**GIVEN EXERCISE**
Which lines of the listing below contain the word "background"? Gather each of those lines, copied in full, and treat letter case as significant when matching.

[Source records]
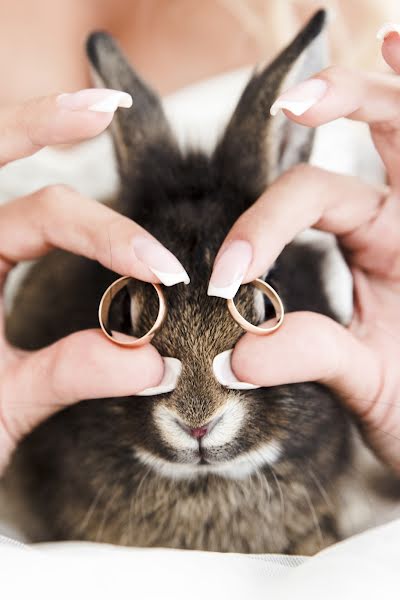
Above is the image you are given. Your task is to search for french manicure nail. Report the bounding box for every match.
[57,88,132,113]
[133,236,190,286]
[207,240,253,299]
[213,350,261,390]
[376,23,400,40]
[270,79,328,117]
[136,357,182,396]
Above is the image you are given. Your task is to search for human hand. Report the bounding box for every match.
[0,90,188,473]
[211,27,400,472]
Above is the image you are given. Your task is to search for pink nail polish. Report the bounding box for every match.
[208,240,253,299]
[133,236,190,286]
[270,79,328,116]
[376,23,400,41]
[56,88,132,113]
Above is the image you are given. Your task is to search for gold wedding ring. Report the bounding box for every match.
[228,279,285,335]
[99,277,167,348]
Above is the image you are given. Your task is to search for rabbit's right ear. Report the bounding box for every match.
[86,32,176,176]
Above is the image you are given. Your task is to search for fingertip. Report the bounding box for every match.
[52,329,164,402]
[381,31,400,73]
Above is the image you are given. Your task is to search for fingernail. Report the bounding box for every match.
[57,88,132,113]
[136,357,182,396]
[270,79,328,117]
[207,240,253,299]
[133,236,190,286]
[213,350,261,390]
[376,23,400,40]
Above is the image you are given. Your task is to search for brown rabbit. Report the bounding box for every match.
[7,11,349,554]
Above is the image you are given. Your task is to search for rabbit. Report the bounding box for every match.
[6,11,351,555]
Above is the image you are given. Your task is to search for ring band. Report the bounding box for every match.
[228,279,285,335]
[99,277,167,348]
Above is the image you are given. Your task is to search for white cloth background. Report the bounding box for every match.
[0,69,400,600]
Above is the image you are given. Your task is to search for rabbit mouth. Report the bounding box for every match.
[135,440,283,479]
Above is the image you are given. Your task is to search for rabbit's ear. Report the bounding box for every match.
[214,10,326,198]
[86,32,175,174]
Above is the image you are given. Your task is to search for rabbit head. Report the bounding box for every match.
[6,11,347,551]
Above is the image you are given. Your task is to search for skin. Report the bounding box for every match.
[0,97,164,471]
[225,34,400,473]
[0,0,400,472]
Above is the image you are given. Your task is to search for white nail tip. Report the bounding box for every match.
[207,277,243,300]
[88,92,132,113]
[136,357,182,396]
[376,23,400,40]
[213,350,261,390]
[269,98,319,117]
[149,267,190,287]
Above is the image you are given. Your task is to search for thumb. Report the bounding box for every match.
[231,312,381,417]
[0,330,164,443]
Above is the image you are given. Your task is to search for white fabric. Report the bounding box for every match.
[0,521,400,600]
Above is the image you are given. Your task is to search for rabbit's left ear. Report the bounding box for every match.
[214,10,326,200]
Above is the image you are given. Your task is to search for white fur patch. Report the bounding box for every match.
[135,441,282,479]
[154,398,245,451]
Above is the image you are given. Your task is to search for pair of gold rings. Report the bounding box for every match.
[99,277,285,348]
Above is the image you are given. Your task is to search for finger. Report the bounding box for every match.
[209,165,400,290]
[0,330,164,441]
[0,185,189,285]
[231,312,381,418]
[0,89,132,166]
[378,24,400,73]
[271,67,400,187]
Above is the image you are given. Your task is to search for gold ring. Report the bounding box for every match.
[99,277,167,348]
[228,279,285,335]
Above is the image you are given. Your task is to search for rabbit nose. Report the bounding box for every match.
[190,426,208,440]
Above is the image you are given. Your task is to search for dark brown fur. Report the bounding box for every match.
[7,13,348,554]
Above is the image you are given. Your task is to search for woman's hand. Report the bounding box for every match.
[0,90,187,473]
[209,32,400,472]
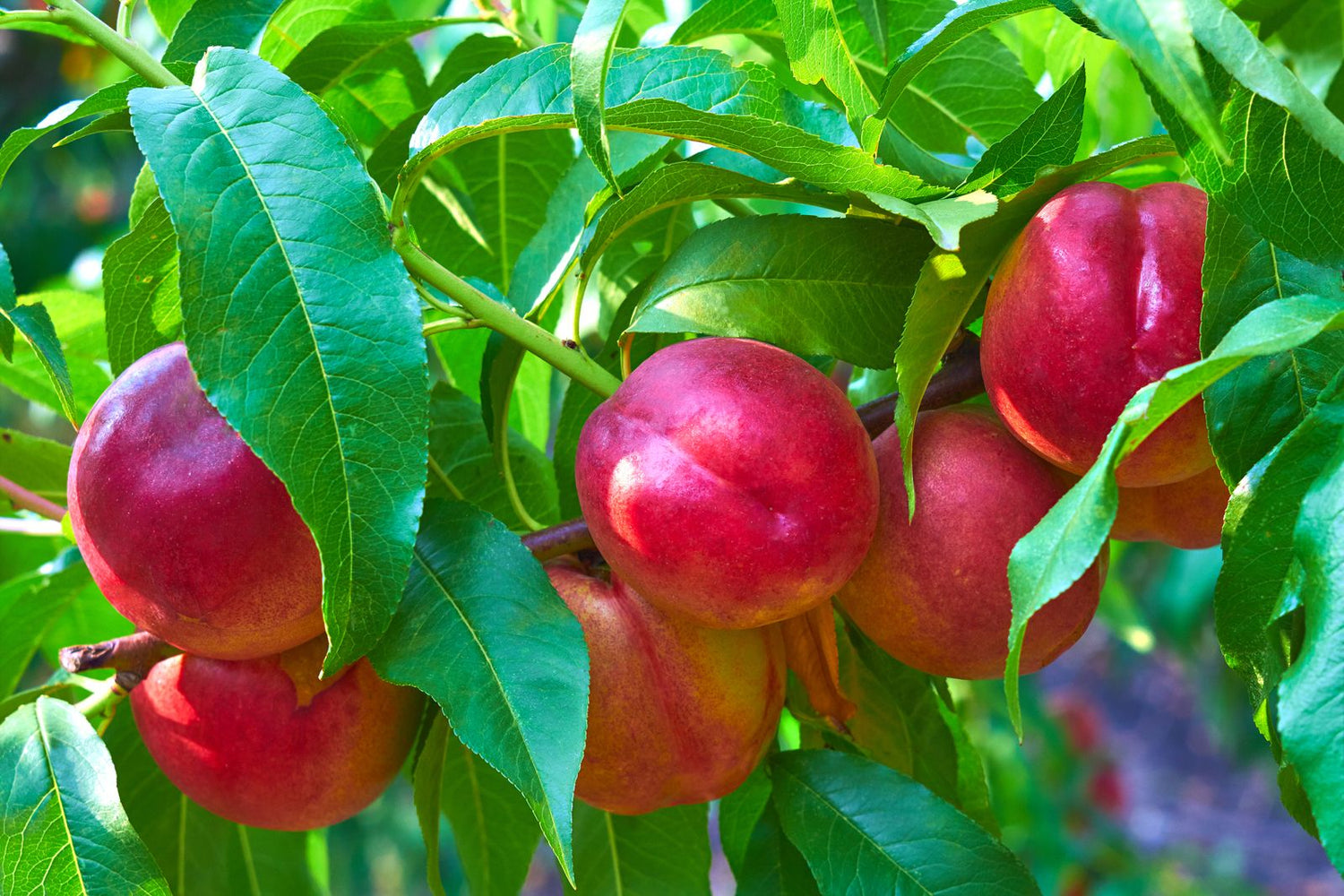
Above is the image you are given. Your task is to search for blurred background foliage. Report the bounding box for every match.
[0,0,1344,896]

**TASK SOLUTION**
Above is the image you are given. Your task is to search for white cloth background. Report the bounding box for every match.
Above is the image you are given. Your task is to search for blurred background foliage. Report the bounding box for every match.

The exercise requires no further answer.